▶ What is being asked: Render every one of the following records as a JSON list of strings, one string per line, with blank lines omitted. Leave the pictures out of the answer.

▶ Material for this task:
↓↓↓
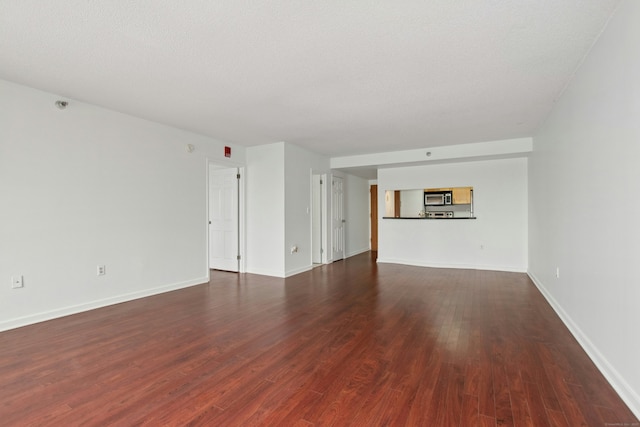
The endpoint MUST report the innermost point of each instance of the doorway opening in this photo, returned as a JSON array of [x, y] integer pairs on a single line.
[[224, 218]]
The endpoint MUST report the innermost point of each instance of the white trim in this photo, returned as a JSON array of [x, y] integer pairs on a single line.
[[617, 381], [74, 309], [298, 271], [357, 252]]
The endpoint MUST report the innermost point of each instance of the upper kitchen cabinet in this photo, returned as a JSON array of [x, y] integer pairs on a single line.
[[462, 195]]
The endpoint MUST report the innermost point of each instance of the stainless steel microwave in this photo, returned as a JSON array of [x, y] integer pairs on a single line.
[[437, 198]]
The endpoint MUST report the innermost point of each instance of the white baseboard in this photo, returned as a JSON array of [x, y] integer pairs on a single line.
[[92, 305], [417, 263], [617, 381], [357, 252], [298, 271]]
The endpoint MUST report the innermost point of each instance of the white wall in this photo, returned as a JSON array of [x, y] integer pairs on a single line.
[[357, 215], [88, 186], [265, 209], [496, 240], [300, 165], [584, 198]]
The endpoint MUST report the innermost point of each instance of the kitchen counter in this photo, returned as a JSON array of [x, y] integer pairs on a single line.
[[428, 219]]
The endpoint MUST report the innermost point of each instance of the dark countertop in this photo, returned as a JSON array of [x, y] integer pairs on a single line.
[[429, 219]]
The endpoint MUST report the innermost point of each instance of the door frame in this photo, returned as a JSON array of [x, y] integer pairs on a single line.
[[241, 213]]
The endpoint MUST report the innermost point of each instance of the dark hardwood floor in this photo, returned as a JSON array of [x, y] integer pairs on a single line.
[[353, 343]]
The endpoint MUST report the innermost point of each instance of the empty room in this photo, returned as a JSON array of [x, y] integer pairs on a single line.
[[284, 213]]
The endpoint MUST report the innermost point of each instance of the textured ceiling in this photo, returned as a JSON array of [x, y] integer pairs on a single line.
[[339, 77]]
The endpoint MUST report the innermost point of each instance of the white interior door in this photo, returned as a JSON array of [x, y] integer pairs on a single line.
[[223, 219], [337, 218]]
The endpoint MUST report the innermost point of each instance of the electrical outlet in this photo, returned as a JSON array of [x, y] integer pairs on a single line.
[[17, 282]]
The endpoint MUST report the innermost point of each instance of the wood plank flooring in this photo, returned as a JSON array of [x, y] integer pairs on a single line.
[[352, 343]]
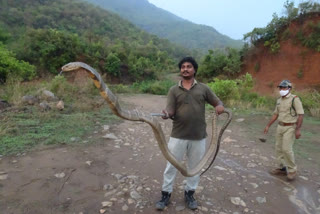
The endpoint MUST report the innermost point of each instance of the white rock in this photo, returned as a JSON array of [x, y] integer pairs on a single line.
[[239, 120], [254, 185], [130, 201], [106, 204], [180, 208], [304, 178], [110, 136], [107, 194], [88, 163], [204, 209], [60, 105], [3, 177], [251, 165], [261, 200], [106, 127], [238, 201], [125, 207], [199, 189], [228, 140], [220, 168], [135, 195]]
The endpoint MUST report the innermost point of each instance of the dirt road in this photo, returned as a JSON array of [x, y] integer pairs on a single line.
[[122, 173]]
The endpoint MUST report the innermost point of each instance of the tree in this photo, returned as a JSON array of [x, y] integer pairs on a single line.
[[112, 64]]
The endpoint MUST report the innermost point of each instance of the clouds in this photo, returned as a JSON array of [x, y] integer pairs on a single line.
[[230, 17]]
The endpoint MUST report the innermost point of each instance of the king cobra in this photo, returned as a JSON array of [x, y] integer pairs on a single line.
[[137, 115]]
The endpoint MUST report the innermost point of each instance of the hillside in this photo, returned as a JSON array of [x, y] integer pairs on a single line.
[[167, 25], [48, 34], [296, 56]]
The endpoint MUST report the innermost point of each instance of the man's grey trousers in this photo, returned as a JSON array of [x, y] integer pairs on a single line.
[[194, 150]]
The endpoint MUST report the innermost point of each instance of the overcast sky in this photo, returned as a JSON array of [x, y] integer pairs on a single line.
[[233, 18]]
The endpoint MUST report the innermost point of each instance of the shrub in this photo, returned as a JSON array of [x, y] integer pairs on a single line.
[[9, 65], [154, 87], [225, 89]]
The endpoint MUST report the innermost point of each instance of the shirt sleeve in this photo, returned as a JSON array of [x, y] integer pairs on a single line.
[[298, 105], [171, 101], [212, 98], [276, 110]]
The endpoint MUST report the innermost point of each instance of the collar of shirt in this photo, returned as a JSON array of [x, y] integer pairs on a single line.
[[193, 84], [286, 97]]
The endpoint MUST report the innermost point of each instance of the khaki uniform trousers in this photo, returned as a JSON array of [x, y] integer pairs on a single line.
[[285, 137]]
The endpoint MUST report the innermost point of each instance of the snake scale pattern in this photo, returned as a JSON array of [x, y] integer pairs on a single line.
[[137, 115]]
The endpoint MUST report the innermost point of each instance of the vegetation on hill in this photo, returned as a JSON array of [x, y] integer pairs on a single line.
[[48, 34], [166, 25], [278, 30]]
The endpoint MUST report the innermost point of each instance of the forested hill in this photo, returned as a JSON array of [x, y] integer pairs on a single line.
[[50, 33], [167, 25]]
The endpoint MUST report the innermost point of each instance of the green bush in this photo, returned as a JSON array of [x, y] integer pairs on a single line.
[[9, 65], [225, 89]]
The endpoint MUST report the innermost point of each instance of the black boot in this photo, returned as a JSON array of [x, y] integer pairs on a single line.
[[164, 200], [191, 202]]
↑↑↑
▶ Exercise result:
[
  "The endpoint MUST report the innermost point of each instance of the doorway opening in this photo, returned as a JSON array of [x, y] integer pairs on a single line.",
  "[[224, 218]]",
  "The endpoint MUST report the innermost point of each instance of the white trim in this photo, returned as a JSON array of [x, y] integer pairs on a single line.",
  "[[617, 381], [74, 309], [298, 271], [357, 252]]",
  "The endpoint MUST report the innermost point of each instance of the upper kitchen cabinet in this photo, returned as a JSON array of [x, y] integer pairs on a single line.",
  "[[462, 195]]",
  "The endpoint MUST report the innermost point of each instance of the stainless steel microwave in this photo, returned as a JSON array of [x, y] integer pairs on a single line.",
  "[[437, 198]]",
  "The endpoint MUST report the innermost point of each instance of the white baseboard in this photo, returned as a JSON array of [x, y] integer pairs on a single line.",
  "[[92, 305], [417, 263], [617, 381], [357, 252], [298, 271]]",
  "The endpoint MUST report the innermost point of each instance of the white wall in this photo, returned as a JSON array of [x, y] integer pairs on a single line.",
  "[[357, 215], [88, 186], [265, 209], [496, 240], [300, 165], [584, 198]]",
  "The endpoint MUST report the innermost point of each instance of the kitchen counter in this photo, returned as a JSON array of [x, y] integer pairs on a single line.",
  "[[428, 219]]",
  "The endpoint MUST report the innermost point of each instance of the dark countertop in this photo, returned as a JSON array of [x, y] integer pairs on a single line.",
  "[[429, 219]]",
  "The endpoint MUST report the innermost point of each instance of the door frame in this photo, returned as a JSON array of [x, y] integer pairs on a single line.",
  "[[241, 213]]",
  "The endpoint MUST report the innermost point of each instance of the dark hardwood floor in this photo, returned as a JSON array of [x, y] integer pairs on a single line.",
  "[[353, 343]]",
  "The endpoint MUST report the innermost point of each instance of the empty room in this photo, returned as a JSON array of [x, y] integer pairs on a single line.",
  "[[284, 213]]",
  "The endpoint MUST report the innermost point of each instance of the textured ceiling in this photo, returned as a JSON array of [x, y] integer pairs on a single line.",
  "[[339, 77]]",
  "The endpoint MUST report the innermost point of each instance of the white interior door in this photo, returned as a JSON array of [x, y] integer pairs on a single line.",
  "[[223, 219], [337, 218]]",
  "The endpoint MUST report the innermost point of each instance of the electrical outlet in this photo, returned as a JSON array of [x, y] integer pairs on a single line.",
  "[[17, 282]]",
  "The endpoint MUST report the innermost point of each instance of the wood plank flooring in this photo, returned as a JSON array of [x, y] integer pairs on a single line.",
  "[[352, 343]]",
  "The endpoint MUST report the innermost point of each instance of the white rock in this photo, returned as a JSON array of [x, y] integer pairs on a single line.",
  "[[239, 120], [254, 185], [130, 201], [106, 204], [180, 208], [304, 178], [110, 136], [107, 194], [88, 163], [204, 209], [60, 105], [3, 177], [251, 165], [261, 200], [106, 127], [238, 201], [125, 207], [199, 189], [228, 140], [220, 168], [135, 195]]",
  "The endpoint MUST report the innermost point of each instance of the dirt road in this photo, returned as a JSON array of [x, y] integer pairs on a single line.",
  "[[122, 173]]",
  "The endpoint MUST report the innermost point of each instance of the tree in this photo, returned as a JSON array of [x, y] integer pairs on a single line.",
  "[[112, 64]]",
  "The endpoint MUST report the innermost point of each instance of the clouds in this photo, returned as a JSON array of [x, y] integer pairs on a single line.",
  "[[230, 17]]",
  "The endpoint MUST report the innermost point of each instance of the king cobra in this photo, returned as a JSON array of [x, y] integer pairs on a single line.",
  "[[137, 115]]",
  "The endpoint MUST report the innermost point of each instance of the hillside in this photo, returned as a JSON array of [x, y] integer pairs on a single line.",
  "[[167, 25], [48, 34], [296, 56]]",
  "The endpoint MUST report the innermost point of each instance of the man's grey trousers in this photo, returned as a JSON array of [x, y] integer pairs on a single line.",
  "[[194, 150]]",
  "The endpoint MUST report the innermost point of each instance of the overcast sky in this photo, returned as a JSON array of [x, y] integer pairs on a single line.",
  "[[233, 18]]",
  "The endpoint MUST report the innermost point of each instance of the shrub in this photo, returned as a JSON array of [x, y] integer pairs on a single line.",
  "[[9, 65], [154, 87], [225, 89]]",
  "The endpoint MUST report the innermost point of each instance of the shirt sleeve in this photo, returned as a JSON array of [x, y] integer pairs on a single line.",
  "[[298, 105], [171, 101], [212, 98], [276, 110]]",
  "The endpoint MUST report the innermost point of each instance of the collar of shirt in this photo, returned as a JSON array of [x, y] integer pairs on a single line.",
  "[[193, 84], [286, 97]]",
  "The endpoint MUST report the innermost point of each instance of the khaki uniform trousers in this photo, returned as a JSON array of [x, y] integer pairs on a single line.",
  "[[285, 137]]",
  "The endpoint MUST report the innermost point of each instance of the snake scale pattern in this photo, returned as a JSON array of [x, y] integer pairs on a single line.",
  "[[137, 115]]",
  "The endpoint MUST report the innermost point of each instance of the vegetation on hill in this photo, returned as a JSON array of [x, y] integer pairs on a single line.",
  "[[48, 34], [166, 25], [278, 30]]",
  "The endpoint MUST report the innermost point of each instance of the forested hill in this photo, returned as a JSON array of [x, y] integer pairs on a single line.",
  "[[50, 33], [167, 25]]",
  "The endpoint MUST report the innermost point of each instance of the green bush in this photo, returned as a JSON array of [x, y] integer pairs on a single line.",
  "[[9, 65], [225, 89]]",
  "The endpoint MUST report the innermost point of each instance of the black boot in this photo, returned as a JSON array of [x, y] integer pairs on a single line.",
  "[[164, 200], [191, 202]]"
]